• [The task]
Copy each line of the items below that contains the string "background".

• [Records provided]
● ● ●

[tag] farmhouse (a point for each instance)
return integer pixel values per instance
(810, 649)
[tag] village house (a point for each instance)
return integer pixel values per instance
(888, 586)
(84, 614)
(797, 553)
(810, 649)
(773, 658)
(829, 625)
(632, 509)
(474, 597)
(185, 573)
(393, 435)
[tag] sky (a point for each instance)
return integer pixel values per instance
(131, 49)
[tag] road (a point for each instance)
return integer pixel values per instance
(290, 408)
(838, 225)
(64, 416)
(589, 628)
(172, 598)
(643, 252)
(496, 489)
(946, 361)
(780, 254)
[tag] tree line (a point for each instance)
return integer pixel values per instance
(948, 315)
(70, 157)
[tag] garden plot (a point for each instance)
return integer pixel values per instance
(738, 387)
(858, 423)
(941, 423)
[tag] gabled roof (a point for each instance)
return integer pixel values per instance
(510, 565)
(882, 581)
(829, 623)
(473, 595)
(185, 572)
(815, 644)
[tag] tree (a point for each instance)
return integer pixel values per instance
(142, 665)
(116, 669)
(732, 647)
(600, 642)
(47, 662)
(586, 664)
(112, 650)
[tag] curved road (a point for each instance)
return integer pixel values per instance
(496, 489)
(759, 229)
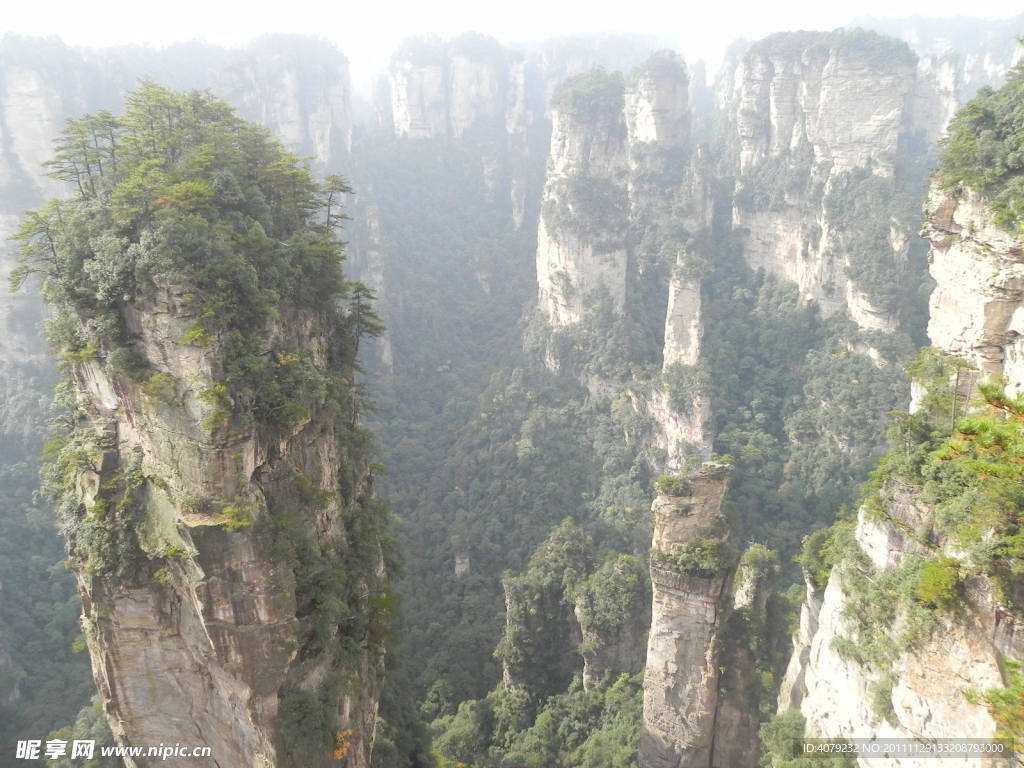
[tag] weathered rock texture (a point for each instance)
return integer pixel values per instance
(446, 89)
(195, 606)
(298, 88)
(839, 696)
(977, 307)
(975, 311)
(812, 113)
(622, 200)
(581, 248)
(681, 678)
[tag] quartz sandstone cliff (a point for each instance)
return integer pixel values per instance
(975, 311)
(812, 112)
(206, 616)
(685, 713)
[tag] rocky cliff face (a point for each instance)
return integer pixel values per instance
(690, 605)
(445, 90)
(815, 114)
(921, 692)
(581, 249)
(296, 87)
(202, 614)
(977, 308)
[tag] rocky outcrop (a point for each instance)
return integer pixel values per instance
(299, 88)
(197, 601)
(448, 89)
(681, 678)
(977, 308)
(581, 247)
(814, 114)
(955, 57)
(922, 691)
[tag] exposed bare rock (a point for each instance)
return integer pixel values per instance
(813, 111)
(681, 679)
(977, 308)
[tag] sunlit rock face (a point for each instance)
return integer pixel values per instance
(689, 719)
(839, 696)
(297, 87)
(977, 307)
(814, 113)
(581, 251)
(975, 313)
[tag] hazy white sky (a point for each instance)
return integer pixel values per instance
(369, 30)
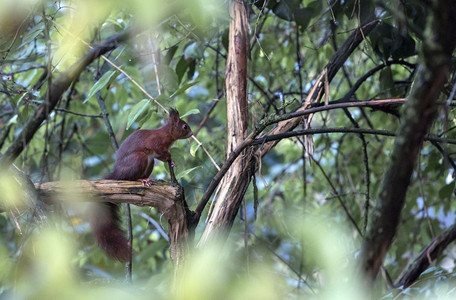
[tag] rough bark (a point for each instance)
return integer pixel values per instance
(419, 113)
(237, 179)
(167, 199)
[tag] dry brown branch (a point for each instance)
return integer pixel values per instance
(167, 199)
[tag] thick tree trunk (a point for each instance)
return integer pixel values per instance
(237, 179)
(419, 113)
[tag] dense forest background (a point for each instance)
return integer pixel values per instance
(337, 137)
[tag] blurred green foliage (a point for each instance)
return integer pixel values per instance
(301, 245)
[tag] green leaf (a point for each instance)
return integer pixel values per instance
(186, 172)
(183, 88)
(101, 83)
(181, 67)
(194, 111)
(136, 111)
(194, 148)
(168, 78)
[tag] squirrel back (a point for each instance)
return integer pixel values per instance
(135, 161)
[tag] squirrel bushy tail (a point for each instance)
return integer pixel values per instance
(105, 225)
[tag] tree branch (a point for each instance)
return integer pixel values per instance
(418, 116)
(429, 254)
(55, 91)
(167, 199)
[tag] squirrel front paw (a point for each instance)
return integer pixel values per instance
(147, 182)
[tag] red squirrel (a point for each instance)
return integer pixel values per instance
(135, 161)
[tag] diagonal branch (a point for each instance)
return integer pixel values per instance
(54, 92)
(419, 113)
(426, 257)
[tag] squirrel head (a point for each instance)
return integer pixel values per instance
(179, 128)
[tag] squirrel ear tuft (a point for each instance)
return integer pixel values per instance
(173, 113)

● ● ●

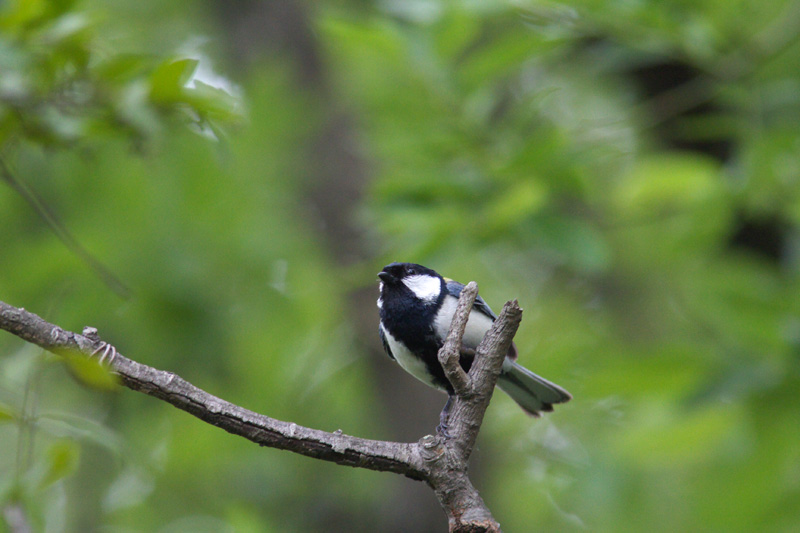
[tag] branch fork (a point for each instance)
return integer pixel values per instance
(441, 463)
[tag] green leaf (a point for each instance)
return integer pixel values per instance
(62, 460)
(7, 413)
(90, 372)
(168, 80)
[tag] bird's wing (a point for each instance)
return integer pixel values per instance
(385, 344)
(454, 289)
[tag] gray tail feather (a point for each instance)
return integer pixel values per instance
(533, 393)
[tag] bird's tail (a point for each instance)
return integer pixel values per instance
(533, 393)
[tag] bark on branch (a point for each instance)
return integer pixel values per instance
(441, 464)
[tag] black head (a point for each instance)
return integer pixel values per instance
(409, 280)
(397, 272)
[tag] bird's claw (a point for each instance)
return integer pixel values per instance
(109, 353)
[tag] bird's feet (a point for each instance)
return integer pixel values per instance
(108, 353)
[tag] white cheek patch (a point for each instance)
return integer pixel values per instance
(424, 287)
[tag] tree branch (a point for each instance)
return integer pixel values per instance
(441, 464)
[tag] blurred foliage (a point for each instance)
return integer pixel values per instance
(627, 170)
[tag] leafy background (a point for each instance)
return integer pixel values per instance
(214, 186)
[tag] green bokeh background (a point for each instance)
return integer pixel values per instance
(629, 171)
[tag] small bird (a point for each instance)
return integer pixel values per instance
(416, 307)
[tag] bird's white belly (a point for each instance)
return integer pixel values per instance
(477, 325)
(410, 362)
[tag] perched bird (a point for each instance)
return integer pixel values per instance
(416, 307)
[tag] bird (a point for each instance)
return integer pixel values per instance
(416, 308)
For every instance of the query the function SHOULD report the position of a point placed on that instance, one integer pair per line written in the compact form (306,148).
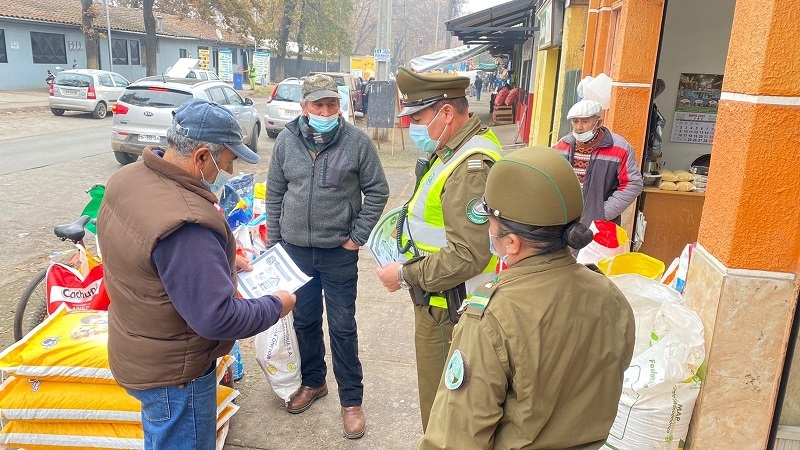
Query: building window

● ● ●

• [Solution to this task]
[tag] dense forest background (a point for each instance)
[tag] leafy background (a point for each instance)
[tag] green bokeh background (a point for each instance)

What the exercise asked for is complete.